Task description
Revise the passage on whistleblower films, starting at "Image 2– The" and ending at "the next chapter.", and replace "dramaturgical" with "narrative".

Document

— start —

Image 2– The thrill of copying files: Joseph Gordon-Levitt as Snowden.

Relying on theories put forth by Campbell and Propp on the “hero’s journey,” Olesen (415) makes a crucial contribution to the study of the whistleblower film as he identifies a hero’s journey of the whistleblower that at the same time constitutes a dramaturgical pattern of the whistleblower film: “(1) discovery of wrongdoing; (2) search for internal rectification; (3) experience of retaliation; (4) shifting loyalties; and (5) public disclosure.” These five steps can be found in almost every whistleblower film, with shifting emphasis on each of the points. Apart from this, I would like to point out further thematic traits that can be detected within this genre: the job negation, the hero/villain trajectory and the negotiation of public and private sphere, which I will explore separately in the next chapter.

To briefly summarize: whistleblower films revolve around an employee who decides to uncover wrongdoings by his/her employer, and show the struggle for the truth to come out, the repercussions and whistleblower’s efforts to stay safe. There is also usually a “helper” (Olesen) figure, a reporter for instance, who follows the whistleblower on his/her path. Depending on the case, the films end with the reveal of the wrongdoings and sometimes the vindication of the whistleblower. These films also revolve around an important issue – nuclear energy, pollution, tobacco industry etc.

Furthermore, the whistleblower film can be divided into two subcategories: the films centered around the figure of the whistleblower like Serpico, Silkwood, Snowden, etc., and films that deal with whistleblowers indirectly, but still can be considered to be a part of the genre, since they show the whistleblowers and their helpers in tandem, like All the President’s Men, The China Syndrome (1979) or, albeit in an altogether different tone, The Fifth Estate (2013). Although Silkwood or On the Waterfront, apart from being whistleblower films, can also be framed as social dramas rather than political thrillers, they share some of the properties of the political thriller, as for instance the most important one stated by Koebner and Wulff: the fight between the oppressor and the oppressed, or the weak against the strong; the fight against the “moloch” of the state apparatus (15) and other power structures.

— end —

Dataset content
— start —

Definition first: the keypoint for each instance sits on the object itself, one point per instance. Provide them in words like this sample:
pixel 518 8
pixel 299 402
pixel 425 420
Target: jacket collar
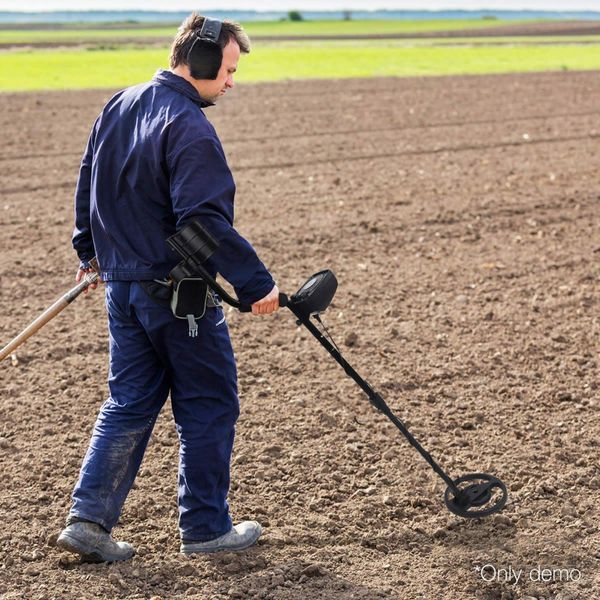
pixel 179 84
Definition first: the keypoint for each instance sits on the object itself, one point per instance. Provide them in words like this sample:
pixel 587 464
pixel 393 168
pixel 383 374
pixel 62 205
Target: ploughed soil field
pixel 462 219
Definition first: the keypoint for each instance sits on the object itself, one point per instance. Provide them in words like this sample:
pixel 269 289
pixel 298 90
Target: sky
pixel 279 5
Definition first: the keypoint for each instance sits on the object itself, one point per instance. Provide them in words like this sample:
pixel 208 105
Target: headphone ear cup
pixel 205 59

— end —

Result of this task
Image 2– The thrill of copying files: Joseph Gordon-Levitt as Snowden.

Relying on theories put forth by Campbell and Propp on the “hero’s journey,” Olesen (415) makes a crucial contribution to the study of the whistleblower film as he identifies a hero’s journey of the whistleblower that at the same time constitutes a narrative pattern of the whistleblower film: “(1) discovery of wrongdoing; (2) search for internal rectification; (3) experience of retaliation; (4) shifting loyalties; and (5) public disclosure.” These five steps can be found in almost every whistleblower film, with shifting emphasis on each of the points. Apart from this, I would like to point out further thematic traits that can be detected within this genre: the job negation, the hero/villain trajectory and the negotiation of public and private sphere, which I will explore separately in the next chapter.